> **MATERIAL FOR THIS TASK**:
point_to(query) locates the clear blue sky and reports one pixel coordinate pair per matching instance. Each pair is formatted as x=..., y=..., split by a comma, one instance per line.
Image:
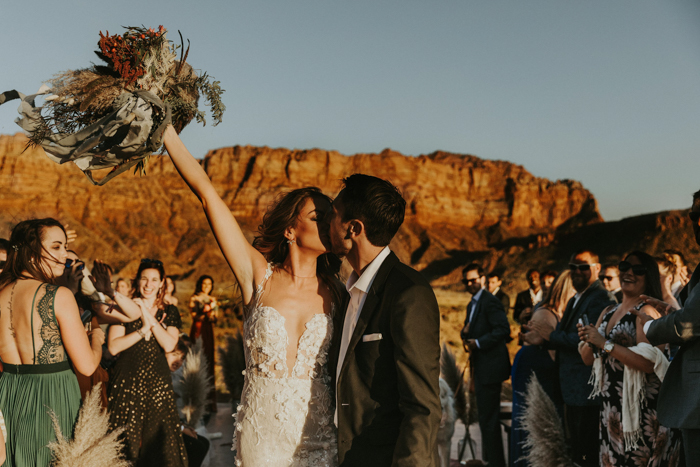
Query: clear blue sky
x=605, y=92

...

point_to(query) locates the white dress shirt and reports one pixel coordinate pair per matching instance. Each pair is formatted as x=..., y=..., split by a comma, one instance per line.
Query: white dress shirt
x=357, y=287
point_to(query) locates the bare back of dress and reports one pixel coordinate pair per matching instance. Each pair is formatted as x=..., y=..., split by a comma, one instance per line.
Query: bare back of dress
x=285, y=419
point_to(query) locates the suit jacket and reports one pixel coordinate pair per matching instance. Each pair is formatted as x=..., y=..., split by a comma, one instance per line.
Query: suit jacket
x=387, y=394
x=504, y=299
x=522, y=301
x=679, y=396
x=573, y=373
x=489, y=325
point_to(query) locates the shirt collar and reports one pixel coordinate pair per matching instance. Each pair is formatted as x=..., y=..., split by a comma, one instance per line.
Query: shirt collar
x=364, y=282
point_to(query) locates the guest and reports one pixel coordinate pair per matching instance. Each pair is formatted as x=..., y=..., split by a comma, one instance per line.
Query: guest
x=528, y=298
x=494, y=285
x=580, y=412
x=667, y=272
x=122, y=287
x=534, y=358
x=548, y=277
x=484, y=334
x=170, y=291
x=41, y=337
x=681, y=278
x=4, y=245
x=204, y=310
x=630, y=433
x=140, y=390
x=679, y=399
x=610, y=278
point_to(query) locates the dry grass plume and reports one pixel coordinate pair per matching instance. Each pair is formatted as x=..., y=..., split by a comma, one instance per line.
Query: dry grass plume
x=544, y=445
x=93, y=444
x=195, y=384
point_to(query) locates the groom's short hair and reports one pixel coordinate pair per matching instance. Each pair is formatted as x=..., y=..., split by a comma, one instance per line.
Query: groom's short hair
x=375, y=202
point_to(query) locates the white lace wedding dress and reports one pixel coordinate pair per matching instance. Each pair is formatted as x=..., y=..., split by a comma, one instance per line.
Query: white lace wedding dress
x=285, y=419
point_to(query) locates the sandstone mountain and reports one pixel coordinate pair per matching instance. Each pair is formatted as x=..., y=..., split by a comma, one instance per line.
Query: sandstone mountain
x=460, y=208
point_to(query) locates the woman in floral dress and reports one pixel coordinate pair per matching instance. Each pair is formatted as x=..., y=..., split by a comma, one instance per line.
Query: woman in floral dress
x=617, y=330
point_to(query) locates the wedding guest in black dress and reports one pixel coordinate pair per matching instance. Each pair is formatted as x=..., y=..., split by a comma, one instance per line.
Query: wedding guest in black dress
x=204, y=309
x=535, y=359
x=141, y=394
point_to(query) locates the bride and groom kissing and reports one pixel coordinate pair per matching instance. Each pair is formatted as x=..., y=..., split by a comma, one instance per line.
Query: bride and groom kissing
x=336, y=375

> **EXERCISE DESCRIPTION**: Transcribe, exactly and without additions, the lines of the records above, beginning with the line that contains "Query: suit jacket" and ending with the line that contains "point_to(query) locates the sandstone", both included.

> **COMPLETED TASK**:
Query: suit jacket
x=387, y=394
x=504, y=299
x=522, y=301
x=679, y=396
x=573, y=373
x=489, y=325
point_to(query) locates the shirt collar and reports one pixel coordinate pair per matching instance. Each pair is formatted as x=..., y=..., split by a comma, one instance per line.
Query: shirt collar
x=364, y=282
point_to(query) locates the guest and reports one pixel coordinate pair per matching instance. Each pair is formatted as x=..., y=..., split by a comma, one instance per line.
Query: guest
x=528, y=298
x=494, y=285
x=580, y=412
x=667, y=272
x=122, y=287
x=534, y=358
x=548, y=277
x=484, y=334
x=170, y=291
x=41, y=337
x=681, y=278
x=4, y=245
x=204, y=310
x=630, y=433
x=140, y=390
x=679, y=399
x=610, y=278
point_to(query) locates the dry grass plume and reports one pixel coordinate pair per matching instance. Each pair is formatted as x=..., y=..., split by a comma, one instance per line.
Query: dry grass plume
x=544, y=445
x=93, y=444
x=195, y=384
point_to(query) locates the groom's short hair and reports one pixel coordinate pair per matching instance. Each pair is formatted as x=..., y=..., split by a comma, one instance per line.
Query: groom's short hair
x=375, y=202
point_to(query) locates the white lace wedding dress and reports one pixel coordinate pair per matching instance. Each pair is formatted as x=..., y=..., split by a comma, one instance per line.
Query: white lace wedding dress
x=285, y=419
point_to(query) locates the sandstone mountain and reports one pixel coordinate pair per matching instance. Each pair is formatted as x=..., y=..., split by a comma, one instance per line.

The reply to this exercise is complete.